**Written exercise**
Return each line of the data below that contains the word "woman".

━━━━━ Data section ━━━━━

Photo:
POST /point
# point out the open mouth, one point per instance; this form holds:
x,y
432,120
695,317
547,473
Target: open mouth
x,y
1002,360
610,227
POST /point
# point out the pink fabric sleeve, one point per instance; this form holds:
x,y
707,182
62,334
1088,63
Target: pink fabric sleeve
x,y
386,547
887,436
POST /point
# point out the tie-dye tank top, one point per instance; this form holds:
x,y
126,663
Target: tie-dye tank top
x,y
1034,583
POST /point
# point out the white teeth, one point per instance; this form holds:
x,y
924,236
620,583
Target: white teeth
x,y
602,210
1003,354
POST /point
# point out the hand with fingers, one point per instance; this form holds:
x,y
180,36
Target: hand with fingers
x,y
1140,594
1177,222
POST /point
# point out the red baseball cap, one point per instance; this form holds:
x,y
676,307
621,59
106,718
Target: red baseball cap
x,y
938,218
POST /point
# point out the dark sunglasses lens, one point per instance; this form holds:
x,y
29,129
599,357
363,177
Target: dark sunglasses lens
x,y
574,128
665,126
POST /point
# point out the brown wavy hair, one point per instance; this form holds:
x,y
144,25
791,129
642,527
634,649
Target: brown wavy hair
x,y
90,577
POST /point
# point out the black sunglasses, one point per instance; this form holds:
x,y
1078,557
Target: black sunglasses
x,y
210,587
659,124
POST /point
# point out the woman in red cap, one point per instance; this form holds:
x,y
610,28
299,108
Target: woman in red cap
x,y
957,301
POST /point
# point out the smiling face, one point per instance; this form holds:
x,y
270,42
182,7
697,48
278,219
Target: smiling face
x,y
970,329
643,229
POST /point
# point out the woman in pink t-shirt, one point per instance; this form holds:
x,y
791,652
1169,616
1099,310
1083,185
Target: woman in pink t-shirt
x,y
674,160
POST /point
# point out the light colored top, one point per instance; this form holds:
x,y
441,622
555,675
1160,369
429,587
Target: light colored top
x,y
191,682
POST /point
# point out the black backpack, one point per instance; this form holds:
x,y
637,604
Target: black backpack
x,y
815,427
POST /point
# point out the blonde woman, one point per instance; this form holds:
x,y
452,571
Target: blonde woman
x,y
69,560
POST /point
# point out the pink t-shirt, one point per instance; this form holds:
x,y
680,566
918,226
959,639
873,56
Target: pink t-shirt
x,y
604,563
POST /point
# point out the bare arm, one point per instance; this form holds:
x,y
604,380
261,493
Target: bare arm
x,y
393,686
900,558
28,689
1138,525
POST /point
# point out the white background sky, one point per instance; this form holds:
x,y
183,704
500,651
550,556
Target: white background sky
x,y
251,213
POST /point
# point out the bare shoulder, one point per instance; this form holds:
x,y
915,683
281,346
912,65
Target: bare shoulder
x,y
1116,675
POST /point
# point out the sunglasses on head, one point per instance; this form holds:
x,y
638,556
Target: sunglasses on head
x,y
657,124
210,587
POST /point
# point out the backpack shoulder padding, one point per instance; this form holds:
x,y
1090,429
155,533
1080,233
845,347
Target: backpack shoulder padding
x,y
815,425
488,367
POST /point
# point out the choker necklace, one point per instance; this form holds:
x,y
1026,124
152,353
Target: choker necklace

━━━━━

**Solution for this exercise**
# point out the woman in red cap, one point per instance; this form holds:
Target: woman in red cap
# point out the woman in pink t-shirt, one point per instance; this form holds:
Target: woman in pink t-shirt
# point out the blonde woman, one point per instance; this form holds:
Target: blonde woman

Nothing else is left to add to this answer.